About this task: Go to the line containing "Could you point out the truck tire" in the records below. Repeat it and the lines after it exactly, all the way to the end.

[Data extract Boundary: Start]

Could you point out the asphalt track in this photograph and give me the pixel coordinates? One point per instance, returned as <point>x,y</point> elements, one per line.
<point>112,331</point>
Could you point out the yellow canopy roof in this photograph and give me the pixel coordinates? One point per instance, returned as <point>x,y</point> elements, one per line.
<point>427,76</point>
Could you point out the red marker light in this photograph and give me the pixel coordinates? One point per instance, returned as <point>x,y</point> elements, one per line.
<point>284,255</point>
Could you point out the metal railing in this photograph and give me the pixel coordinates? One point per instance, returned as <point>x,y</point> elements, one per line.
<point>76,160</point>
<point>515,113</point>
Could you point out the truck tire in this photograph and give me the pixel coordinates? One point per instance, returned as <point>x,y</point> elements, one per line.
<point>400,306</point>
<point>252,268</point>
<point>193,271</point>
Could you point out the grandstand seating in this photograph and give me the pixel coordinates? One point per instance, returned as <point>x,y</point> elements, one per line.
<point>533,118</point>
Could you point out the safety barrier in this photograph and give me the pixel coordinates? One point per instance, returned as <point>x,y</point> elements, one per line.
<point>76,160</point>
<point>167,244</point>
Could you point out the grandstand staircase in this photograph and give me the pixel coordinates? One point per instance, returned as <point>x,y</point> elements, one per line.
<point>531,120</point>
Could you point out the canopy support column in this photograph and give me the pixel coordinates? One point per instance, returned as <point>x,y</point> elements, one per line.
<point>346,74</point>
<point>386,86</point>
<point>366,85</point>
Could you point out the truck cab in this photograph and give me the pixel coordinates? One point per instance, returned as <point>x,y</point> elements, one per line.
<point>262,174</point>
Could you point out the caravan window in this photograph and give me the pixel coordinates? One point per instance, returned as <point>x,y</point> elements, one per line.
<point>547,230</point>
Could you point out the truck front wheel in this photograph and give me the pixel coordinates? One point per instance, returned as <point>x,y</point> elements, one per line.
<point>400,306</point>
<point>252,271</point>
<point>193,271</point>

[Data extract Boundary: End]

Exercise answer:
Could you point out the truck tire in this photograph and give me the pixel coordinates? One point per instance, returned as <point>x,y</point> elements, one per line.
<point>400,306</point>
<point>252,268</point>
<point>193,271</point>
Could you point out the grandstand seating in this photograph and give me the pixel coordinates? One point per instance, returned as <point>x,y</point> elements, one per line.
<point>533,118</point>
Could you point out the safety barrier in this photograph and give me the pixel coordinates? One point per instance, returned as <point>x,y</point> elements, one per line.
<point>76,160</point>
<point>167,244</point>
Could you point out the grandstand staircase in this photograph and give me the pixel coordinates? One point per instance, returned as <point>x,y</point> elements, one per line.
<point>531,120</point>
Could you point out the canopy support column in this photograph and give me the pixel coordinates? One point per instance, returned as <point>x,y</point> elements, one per line.
<point>346,74</point>
<point>386,86</point>
<point>366,85</point>
Could you point out the truck cab in this photograph and give me the pixel coordinates? One point per instance, returned as <point>x,y</point> elements, one per line.
<point>262,174</point>
Could you point out the caravan window in this photograph and give me the pixel coordinates? One point per instance, returned as <point>x,y</point> elements, one per line.
<point>547,230</point>
Could you point out the truck front wheel in this photograph and give me the pixel coordinates? One point per instance, returned as <point>x,y</point> elements, one per line.
<point>400,306</point>
<point>252,271</point>
<point>193,271</point>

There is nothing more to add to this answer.